Safety. Overall, bendamustine was well tolerated. No DLT was observed at either dose level (Table 2); therefore, the MTD of bendamustine could not be determined. Grade 3/4 events (excluding lymphopenia, which was observed in all patients) were neutropenia in three patients (one at 90 mg/m2 and two at 120 mg/m2) and leukopenia in four patients (one at 90 mg/m2 and three at 120 mg/m2) (Table 2). Other hematologic toxicities included grade 1/2 thrombocytopenia (8/9 patients) and grade 1/2 anemia (8/9 patients). Supportive treatment with G‐CSF was not required in any patients.
Table 2.

- WHAT THE TASK REQUIRES: Continue the excerpt on bendamustine safety from the point where it ends. You won't need the records that come next.

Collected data
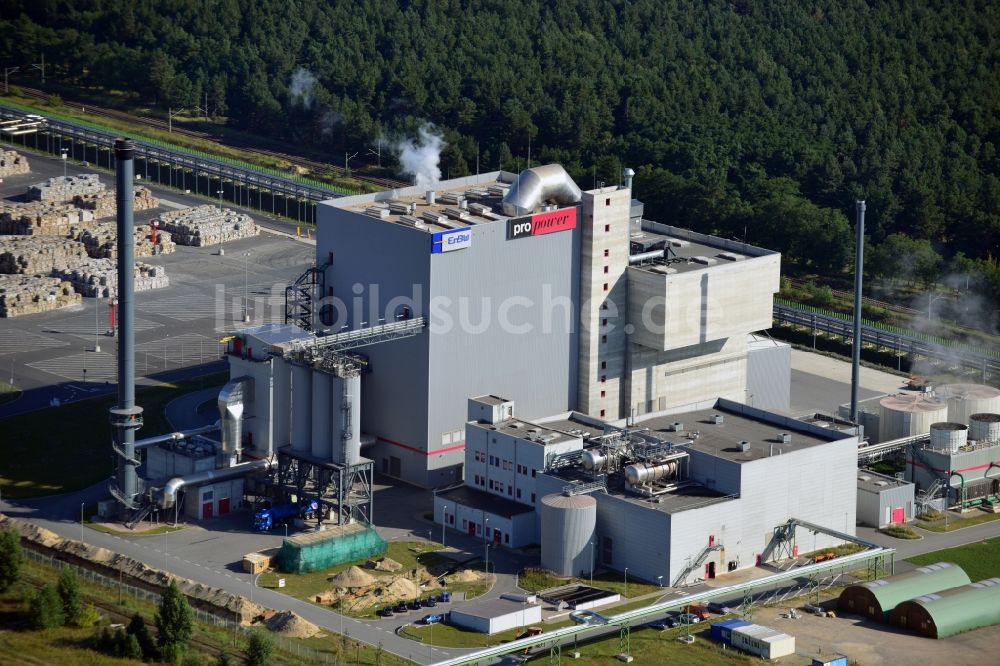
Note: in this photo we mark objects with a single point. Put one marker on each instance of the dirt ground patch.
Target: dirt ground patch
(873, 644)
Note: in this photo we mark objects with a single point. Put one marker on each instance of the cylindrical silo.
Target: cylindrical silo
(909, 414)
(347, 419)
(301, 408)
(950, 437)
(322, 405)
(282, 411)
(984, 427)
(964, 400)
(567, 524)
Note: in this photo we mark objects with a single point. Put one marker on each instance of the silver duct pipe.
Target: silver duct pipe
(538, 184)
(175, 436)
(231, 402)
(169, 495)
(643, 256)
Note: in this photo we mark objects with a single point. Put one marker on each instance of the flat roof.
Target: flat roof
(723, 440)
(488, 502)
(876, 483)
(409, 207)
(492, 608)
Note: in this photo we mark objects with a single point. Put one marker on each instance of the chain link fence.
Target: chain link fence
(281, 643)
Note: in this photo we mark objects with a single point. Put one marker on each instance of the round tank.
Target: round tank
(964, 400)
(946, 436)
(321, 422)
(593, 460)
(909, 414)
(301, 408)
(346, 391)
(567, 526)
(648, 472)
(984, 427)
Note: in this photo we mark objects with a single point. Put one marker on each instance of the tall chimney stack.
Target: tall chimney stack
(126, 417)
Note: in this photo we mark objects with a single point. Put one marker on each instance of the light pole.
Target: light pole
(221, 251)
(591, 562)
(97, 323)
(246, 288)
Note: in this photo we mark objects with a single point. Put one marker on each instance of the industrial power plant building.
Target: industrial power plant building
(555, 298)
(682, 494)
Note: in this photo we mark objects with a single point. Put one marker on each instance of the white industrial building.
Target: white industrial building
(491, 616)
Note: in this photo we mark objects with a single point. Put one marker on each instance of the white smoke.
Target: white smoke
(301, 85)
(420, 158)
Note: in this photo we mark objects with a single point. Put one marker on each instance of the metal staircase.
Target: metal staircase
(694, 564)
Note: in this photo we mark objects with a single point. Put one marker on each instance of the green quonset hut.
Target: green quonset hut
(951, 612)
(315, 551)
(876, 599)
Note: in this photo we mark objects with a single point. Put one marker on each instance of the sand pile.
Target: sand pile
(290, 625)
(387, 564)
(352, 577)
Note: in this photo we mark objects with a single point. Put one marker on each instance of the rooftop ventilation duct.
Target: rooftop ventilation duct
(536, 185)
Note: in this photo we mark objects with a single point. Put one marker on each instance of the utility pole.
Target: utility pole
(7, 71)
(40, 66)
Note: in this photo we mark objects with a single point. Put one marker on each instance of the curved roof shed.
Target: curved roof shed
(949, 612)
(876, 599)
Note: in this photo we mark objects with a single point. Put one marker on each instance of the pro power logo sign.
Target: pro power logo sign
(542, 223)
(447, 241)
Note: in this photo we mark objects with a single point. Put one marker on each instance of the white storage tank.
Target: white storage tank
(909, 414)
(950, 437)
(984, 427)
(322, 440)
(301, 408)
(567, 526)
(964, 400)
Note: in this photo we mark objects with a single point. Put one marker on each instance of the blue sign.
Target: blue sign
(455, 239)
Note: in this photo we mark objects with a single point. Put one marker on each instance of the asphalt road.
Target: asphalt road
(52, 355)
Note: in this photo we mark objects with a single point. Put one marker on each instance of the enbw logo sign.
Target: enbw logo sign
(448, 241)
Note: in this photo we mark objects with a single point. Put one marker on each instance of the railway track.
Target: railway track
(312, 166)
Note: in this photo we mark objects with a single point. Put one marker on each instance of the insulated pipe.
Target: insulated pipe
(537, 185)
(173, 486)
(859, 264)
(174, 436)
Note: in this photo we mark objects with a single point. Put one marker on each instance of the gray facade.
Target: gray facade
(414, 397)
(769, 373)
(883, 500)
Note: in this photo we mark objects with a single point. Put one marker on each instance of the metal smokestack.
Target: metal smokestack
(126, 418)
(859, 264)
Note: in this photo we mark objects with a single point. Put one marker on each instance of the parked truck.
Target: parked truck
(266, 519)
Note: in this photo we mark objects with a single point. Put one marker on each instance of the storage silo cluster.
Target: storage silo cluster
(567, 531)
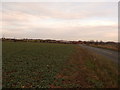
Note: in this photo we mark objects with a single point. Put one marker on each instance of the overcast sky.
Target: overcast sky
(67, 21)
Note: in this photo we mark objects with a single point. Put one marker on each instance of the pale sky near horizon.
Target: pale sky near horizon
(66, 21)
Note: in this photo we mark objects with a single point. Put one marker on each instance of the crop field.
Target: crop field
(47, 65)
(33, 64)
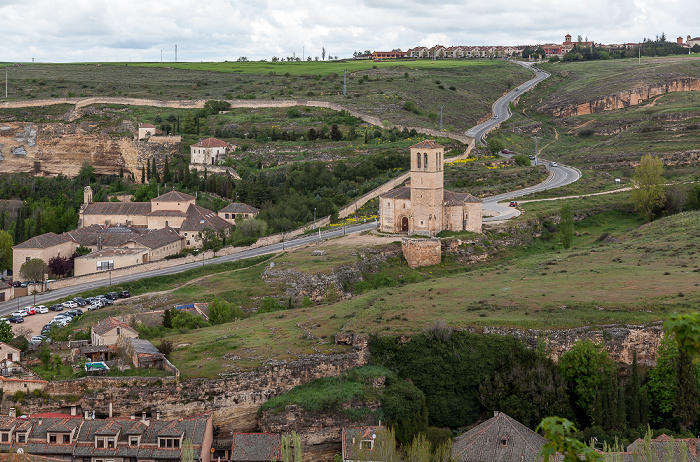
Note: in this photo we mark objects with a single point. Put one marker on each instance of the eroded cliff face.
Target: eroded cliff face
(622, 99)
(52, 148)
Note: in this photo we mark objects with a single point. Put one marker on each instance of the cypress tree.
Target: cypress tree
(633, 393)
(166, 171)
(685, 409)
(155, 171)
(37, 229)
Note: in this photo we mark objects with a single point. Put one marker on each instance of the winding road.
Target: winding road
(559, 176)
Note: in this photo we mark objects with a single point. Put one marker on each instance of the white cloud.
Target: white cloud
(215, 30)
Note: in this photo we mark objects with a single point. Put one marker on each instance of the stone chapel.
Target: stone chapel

- OUTPUT FOR THIS TASK:
Dose‐limiting and other grade 3/4 toxicity observed during bendamustine treatment
| Dose level | DLT criteria | No. of cases | Other grade 3/4 toxicities (non–dose limiting) |
|---|---|---|---|
| 90 mg/m2 | Grade 4 neutropenia† | 0 | Lymphocytopenia: 1 grade 4, 2 grade 3 Neutropenia: 1 grade 3 Leukopenia: 1 grade 3 |
| Platelets <10 000/mm3‡ | 0 | ||
| Other grade 4 hematologic toxicity§ | 0 | ||
| Grade ≥3 non‐hematologic toxicity | 0 | ||
| 120 mg/m2 | Grade 4 neutropenia† | 0 | Lymphocytopenia: 3 each grades 3 and 4 Neutropenia: 1 each grades 3 and 4 Leukopenia: 3 grade 3 |
| Platelets <10 000/mm3‡ | 0 | ||
| Other grade 4 hematologic toxicity§ | 0 | ||
| Grade ≥3 non‐hematologic toxicity | 0 |
†Grade 4 neutropenia lasting >1 week and accompanied by fever (38°C or higher). ‡Grade 4 thrombocytopenia or hemorrhage requiring platelet transfusion. §Any other grade 4 hematological toxicity excluding lymphopenia and differential white blood cell count (%).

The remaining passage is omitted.